Required actions:
• 1. In the article on Toronto's luxury tax, repeat the part that opens with the words containing "The fears were" and closes with "the housing industry.", swapping "housing industry" for "real estate sector".
• 2. According to the article on Toronto's luxury tax, in what month will city staff submit their findings to city council?

Text:
------

Will Toronto impose a tax on luxury?

The City of Toronto’s operating budget for 2021 was approved in February without an increase to the Municipal Land Transfer Tax (MLTT) on homes priced over $2-million, as had been discussed. But the idea of a ‘luxury tax’ has not been entirely dropped.

Instead, city council directed city staff to study potential tax increases for homes valued at over $2-million, $3-million and $4-million, as well as impacts that an increase would have on such things as supply and affordability in the housing market, and on Toronto’s post-pandemic recovery. Staff will submit their findings to city council in July as part of a larger report addressing Toronto’s long-term financial direction and revenue tools.

The original discussion involved taking the MLTT rate on homes over $2-million and $3-million from 2.5 per cent to 3.5 per cent. That would translate to a projected $18.68-million in additional annual revenue for the city for sales of homes over $2-million, and $6.35-million for homes over $3-million.

The pros obviously are increased revenues for the city, some of which could go to building more affordable housing and transit. City staff also think it’s a way to incentivize buyers and sellers to transact below the price cutoffs, theoretically reducing prices.

Industry concerns focused on the potential for the tax to further constrain the supply of homes for sale in Toronto, which has been one of the main factors driving the current hot seller’s market.

The fears were such a tax would potentially discourage buyers who were looking to move up to a pricier home from listing their current home. And, therefore, more modest homes would not be made available, exacerbating affordability problems.

Instead, inadequate supply of housing is the central issue that needs to be addressed, say people in the housing industry.

------

Provided information:
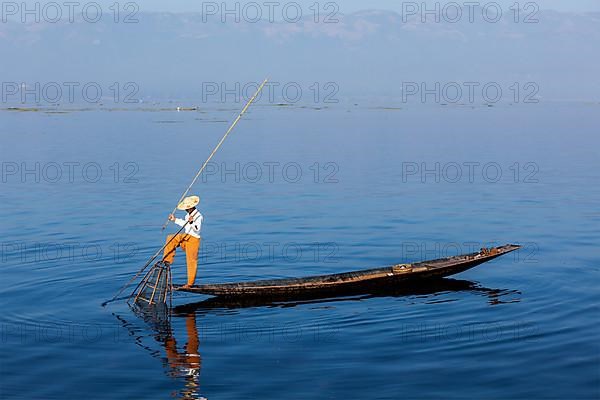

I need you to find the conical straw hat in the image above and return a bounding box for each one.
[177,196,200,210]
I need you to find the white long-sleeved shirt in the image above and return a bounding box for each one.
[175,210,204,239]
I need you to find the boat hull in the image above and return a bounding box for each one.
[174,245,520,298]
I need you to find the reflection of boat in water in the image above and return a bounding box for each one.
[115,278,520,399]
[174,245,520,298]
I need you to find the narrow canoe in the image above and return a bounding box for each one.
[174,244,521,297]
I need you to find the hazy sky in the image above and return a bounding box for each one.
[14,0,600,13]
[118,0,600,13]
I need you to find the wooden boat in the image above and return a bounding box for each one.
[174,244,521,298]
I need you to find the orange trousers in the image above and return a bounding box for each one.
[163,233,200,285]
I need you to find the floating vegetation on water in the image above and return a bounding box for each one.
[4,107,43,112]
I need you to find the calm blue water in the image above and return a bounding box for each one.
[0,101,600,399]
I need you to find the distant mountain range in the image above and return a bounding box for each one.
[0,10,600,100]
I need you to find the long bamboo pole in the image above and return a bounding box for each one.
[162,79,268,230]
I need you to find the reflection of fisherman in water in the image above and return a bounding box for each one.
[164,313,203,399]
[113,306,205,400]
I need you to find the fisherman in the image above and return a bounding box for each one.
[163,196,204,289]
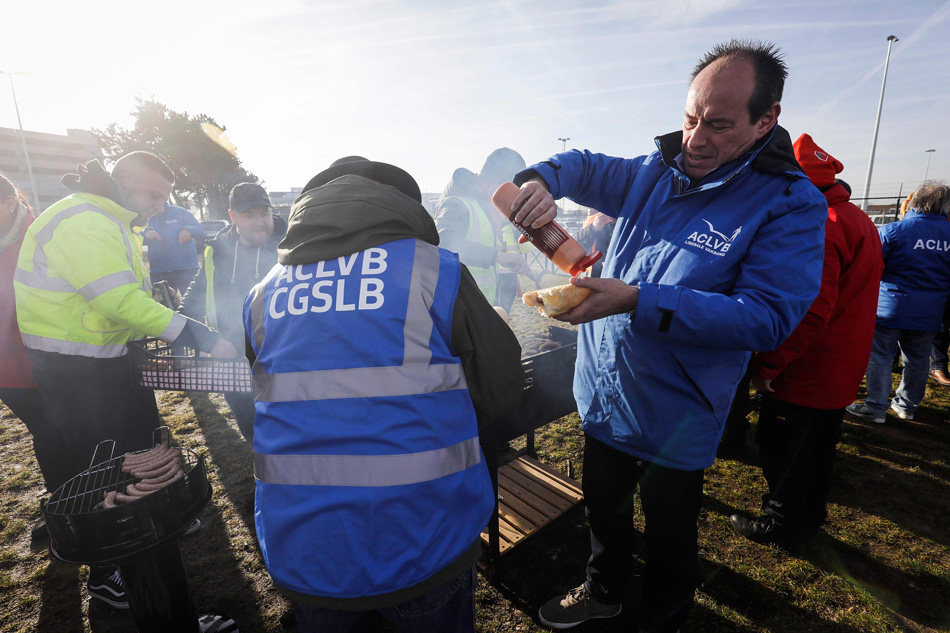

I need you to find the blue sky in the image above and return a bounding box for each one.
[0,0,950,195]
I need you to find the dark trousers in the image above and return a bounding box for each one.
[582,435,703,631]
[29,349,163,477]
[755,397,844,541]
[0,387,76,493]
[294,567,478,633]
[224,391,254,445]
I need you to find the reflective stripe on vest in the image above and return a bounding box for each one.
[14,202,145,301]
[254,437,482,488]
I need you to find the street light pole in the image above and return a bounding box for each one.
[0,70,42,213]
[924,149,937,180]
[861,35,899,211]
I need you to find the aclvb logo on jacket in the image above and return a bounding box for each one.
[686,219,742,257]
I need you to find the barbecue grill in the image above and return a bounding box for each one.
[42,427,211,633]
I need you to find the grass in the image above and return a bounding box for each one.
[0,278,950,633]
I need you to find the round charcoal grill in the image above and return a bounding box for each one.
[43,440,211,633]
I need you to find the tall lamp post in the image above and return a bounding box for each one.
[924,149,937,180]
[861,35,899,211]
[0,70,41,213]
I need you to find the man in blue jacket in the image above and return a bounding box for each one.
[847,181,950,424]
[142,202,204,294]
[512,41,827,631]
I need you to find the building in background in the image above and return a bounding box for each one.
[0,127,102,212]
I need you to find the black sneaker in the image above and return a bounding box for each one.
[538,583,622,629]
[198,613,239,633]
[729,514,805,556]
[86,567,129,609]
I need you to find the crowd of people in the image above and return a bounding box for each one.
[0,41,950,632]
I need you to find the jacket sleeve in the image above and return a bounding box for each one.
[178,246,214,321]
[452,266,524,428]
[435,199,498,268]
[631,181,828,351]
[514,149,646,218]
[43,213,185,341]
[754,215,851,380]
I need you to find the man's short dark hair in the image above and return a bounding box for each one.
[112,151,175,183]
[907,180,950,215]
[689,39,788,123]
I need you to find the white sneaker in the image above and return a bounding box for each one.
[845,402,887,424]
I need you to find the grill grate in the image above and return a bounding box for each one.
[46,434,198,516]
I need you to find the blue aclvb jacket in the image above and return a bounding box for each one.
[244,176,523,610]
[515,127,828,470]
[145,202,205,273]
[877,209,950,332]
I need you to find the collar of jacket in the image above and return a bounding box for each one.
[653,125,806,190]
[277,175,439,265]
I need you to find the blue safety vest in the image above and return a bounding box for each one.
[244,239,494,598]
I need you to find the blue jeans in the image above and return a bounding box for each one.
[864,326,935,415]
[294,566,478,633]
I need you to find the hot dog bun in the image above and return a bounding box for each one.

------

Answers:
• 1.
The fears were such a tax would potentially discourage buyers who were looking to move up to a pricier home from listing their current home. And, therefore, more modest homes would not be made available, exacerbating affordability problems.

Instead, inadequate supply of housing is the central issue that needs to be addressed, say people in the real estate sector.

• 2. July